— START DATASET EXCERPTS —
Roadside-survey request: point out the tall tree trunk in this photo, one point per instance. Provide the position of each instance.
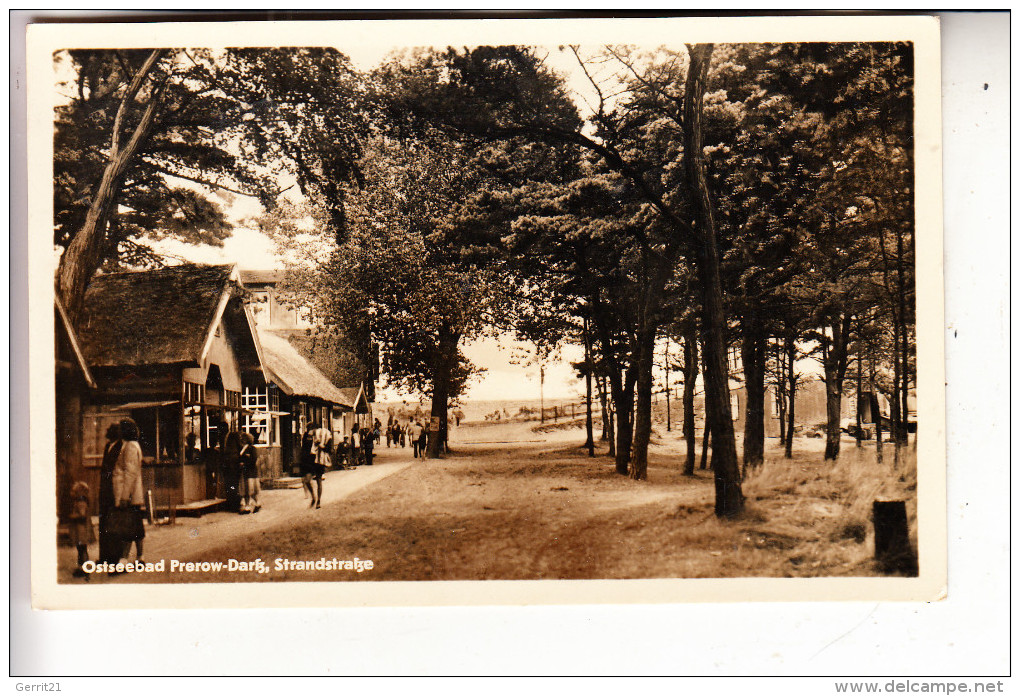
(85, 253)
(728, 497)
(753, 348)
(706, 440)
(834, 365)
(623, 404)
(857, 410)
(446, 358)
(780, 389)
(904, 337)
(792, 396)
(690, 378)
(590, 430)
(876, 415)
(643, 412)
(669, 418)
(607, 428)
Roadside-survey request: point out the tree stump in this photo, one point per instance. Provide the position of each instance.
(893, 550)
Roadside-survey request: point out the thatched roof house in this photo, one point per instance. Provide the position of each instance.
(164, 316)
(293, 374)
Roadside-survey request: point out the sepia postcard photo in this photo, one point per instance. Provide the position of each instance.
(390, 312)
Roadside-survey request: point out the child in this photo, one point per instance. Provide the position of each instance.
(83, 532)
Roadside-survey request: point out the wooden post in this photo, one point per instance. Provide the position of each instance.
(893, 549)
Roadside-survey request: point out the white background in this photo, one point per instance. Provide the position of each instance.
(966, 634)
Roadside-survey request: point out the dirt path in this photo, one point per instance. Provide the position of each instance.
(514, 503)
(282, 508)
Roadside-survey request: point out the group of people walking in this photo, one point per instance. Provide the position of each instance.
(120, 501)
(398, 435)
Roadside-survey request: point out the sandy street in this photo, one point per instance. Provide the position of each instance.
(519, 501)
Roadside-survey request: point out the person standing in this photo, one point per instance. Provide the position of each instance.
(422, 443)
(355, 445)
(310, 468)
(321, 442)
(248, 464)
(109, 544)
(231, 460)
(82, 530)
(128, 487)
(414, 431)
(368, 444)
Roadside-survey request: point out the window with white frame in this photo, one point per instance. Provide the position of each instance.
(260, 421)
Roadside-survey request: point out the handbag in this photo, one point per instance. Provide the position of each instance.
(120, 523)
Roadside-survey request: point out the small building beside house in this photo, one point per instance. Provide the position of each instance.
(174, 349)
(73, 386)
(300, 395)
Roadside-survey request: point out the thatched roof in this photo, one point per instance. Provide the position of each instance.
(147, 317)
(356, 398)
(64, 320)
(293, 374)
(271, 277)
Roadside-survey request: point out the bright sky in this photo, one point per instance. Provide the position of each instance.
— END DATASET EXCERPTS —
TASK TO COMPLETE:
Return the listing above in full and without alteration, excluding its pictures.

FINAL ANSWER:
Roadside-survey request: point out the tall tree trunk in this photo, one point per instance. Provide the position of each instance.
(85, 253)
(728, 497)
(753, 348)
(706, 440)
(834, 365)
(623, 404)
(857, 410)
(446, 358)
(780, 389)
(904, 337)
(792, 396)
(690, 378)
(590, 430)
(876, 415)
(643, 412)
(669, 418)
(607, 428)
Roadside-survey request: point out the tree stump in this photo, one point per instance. Provide the position of each instance.
(893, 550)
Roadside-survey request: point out the thatched roof house in this photo, one point per instance. Provide the position of each instance.
(164, 316)
(293, 374)
Roadside-survey request: point out the sepia postcard photo in this photo, one point per instance. Provide the position of each instance.
(390, 312)
Roadside-survey request: point out the child in this photo, one point per instance. Provide the position of each instance.
(83, 532)
Roadside-survey request: point out the wooden post in this photo, one point per instance. Provide the position of each instance.
(893, 549)
Roadside-survey request: point out the white background in this photo, one point per instance. Provide the position of each instance.
(966, 634)
Roadside-survey request: point out the dirt path in this photo, one point per instance. Provide the position of each instance.
(514, 503)
(282, 508)
Roadside-survey request: point out the group of people walking in this photo, one point per instance. Provide the position of each instance.
(120, 501)
(398, 435)
Roadside-survey request: point out the sandy street in this photo, one point per instance. Provide the position of each instance.
(519, 501)
Roadside-survey request: point out the person standing in this photo, one point per instance. Provide the position of each instance.
(422, 443)
(355, 445)
(310, 468)
(321, 442)
(248, 464)
(109, 544)
(231, 460)
(82, 530)
(128, 487)
(414, 431)
(368, 444)
Roadside-survey request: point out the window with white frame in this photo, one point per instance. Provide the position of each instance.
(260, 421)
Roadside-survey request: point out the handbag in this photo, one point per instance. Provide the position of each instance.
(120, 523)
Roadside-survey request: point out the small building beside house in this photo, one point per instance. Provide the position of each instance.
(174, 349)
(73, 386)
(300, 395)
Roadside-survey request: point out the thatched roof in this photo, one point per instance. Provide the position of each instance.
(147, 317)
(356, 398)
(64, 320)
(293, 374)
(271, 277)
Roadside-survey request: point out the bright sky in this photo, one point per instance. Provide the position of each instance.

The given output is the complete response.